EXERCISE GOAL — Transcribe the records below. Leave nothing out and change nothing.

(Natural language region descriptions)

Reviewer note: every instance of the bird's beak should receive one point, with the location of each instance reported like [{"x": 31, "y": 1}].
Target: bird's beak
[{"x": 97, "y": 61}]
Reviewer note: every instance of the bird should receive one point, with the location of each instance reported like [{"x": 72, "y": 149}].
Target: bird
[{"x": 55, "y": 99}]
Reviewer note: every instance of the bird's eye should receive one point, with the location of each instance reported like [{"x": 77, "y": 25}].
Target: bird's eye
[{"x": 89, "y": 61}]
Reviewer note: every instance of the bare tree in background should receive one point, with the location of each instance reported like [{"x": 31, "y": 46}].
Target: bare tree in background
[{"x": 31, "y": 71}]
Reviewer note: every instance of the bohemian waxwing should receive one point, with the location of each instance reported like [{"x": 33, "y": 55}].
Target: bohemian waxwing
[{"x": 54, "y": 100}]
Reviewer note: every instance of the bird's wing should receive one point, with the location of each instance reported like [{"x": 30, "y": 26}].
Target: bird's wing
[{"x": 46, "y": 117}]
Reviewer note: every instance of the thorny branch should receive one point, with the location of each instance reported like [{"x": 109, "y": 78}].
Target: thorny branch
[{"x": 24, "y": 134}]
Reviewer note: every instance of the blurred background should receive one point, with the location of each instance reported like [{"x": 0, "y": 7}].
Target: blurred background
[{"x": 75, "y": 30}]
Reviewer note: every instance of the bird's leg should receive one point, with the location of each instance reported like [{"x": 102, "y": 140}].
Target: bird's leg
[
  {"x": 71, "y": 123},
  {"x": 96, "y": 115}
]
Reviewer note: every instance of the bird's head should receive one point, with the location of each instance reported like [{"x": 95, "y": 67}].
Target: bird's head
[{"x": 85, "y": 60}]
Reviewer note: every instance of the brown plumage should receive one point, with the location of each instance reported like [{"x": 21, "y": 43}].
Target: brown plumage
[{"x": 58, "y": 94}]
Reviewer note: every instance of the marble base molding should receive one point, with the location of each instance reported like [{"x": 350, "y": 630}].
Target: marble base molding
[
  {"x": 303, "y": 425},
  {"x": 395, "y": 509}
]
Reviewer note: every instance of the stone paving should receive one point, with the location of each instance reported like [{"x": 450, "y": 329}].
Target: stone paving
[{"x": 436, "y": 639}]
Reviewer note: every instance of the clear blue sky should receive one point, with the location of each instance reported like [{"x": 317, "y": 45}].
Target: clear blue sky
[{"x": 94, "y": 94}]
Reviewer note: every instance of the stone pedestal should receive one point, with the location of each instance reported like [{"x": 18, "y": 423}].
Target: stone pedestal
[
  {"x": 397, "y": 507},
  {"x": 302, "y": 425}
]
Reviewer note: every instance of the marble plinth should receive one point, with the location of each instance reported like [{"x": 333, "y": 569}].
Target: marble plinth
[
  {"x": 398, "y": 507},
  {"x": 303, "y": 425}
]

FINAL ANSWER —
Reviewer note: every instance of the bird's beak should receive one point, with the location of each instance reported like [{"x": 31, "y": 1}].
Target: bird's beak
[{"x": 97, "y": 61}]
Reviewer note: every instance of the bird should receive one point, with the location of each instance reported like [{"x": 72, "y": 149}].
Target: bird
[{"x": 55, "y": 99}]
Reviewer note: every instance of the bird's eye should receive one point, with the location of each instance reported like [{"x": 77, "y": 25}].
Target: bird's eye
[{"x": 89, "y": 61}]
Reviewer note: every instance of the bare tree in background should receive one point, with the location of each instance reported like [{"x": 31, "y": 46}].
Target: bare tree in background
[{"x": 31, "y": 71}]
Reviewer note: every instance of the bohemian waxwing should receive one point, with the location of each instance reported like [{"x": 33, "y": 55}].
Target: bohemian waxwing
[{"x": 54, "y": 100}]
Reviewer note: every instance of the bird's wing should receive one point, with the location of each instance reported like [{"x": 30, "y": 26}].
Target: bird's wing
[{"x": 46, "y": 117}]
Reviewer note: every instance of the thorny branch should receive one point, with the location of each instance reported like [{"x": 109, "y": 78}].
Target: thorny branch
[{"x": 24, "y": 134}]
Reviewer note: every instance of the blurred background should receive one point, with the location of each instance reported like [{"x": 0, "y": 7}].
Target: blurred background
[{"x": 75, "y": 30}]
Reviewer note: every instance of the bird's leg should receive one point, with the location of each instance reported like [{"x": 102, "y": 140}].
Target: bird's leg
[
  {"x": 71, "y": 123},
  {"x": 96, "y": 115}
]
Reviewer note: every instance of the bird's head should receive one point, with the location of each instance reported like [{"x": 95, "y": 67}].
Target: bird's head
[{"x": 85, "y": 60}]
Reviewer note: every instance of the brown plumage should receive one point, with the location of each instance reported like [{"x": 21, "y": 43}].
Target: brown plumage
[{"x": 58, "y": 94}]
Reviewer note: every instance of the marble base molding should receive one point, with the location of each instance reported like [{"x": 350, "y": 630}].
Target: marble base molding
[
  {"x": 303, "y": 425},
  {"x": 395, "y": 509}
]
Reviewer note: every instance of the stone paving should receive one point, with the location of each instance reported like [{"x": 450, "y": 329}].
Target: stone paving
[{"x": 436, "y": 639}]
Reviewer note: every instance of the clear blue sky should receive one point, with the location of each instance reported like [{"x": 317, "y": 45}].
Target: clear blue sky
[{"x": 94, "y": 94}]
Reviewer note: every instance of the stone pedestal should receive one point, with the location of each instance reported like [{"x": 18, "y": 423}].
Target: stone pedestal
[
  {"x": 397, "y": 507},
  {"x": 302, "y": 425}
]
Reviewer note: every instance of the marble plinth should receive one point, with the location of each instance reported like [{"x": 333, "y": 569}].
Target: marble plinth
[
  {"x": 398, "y": 507},
  {"x": 303, "y": 425}
]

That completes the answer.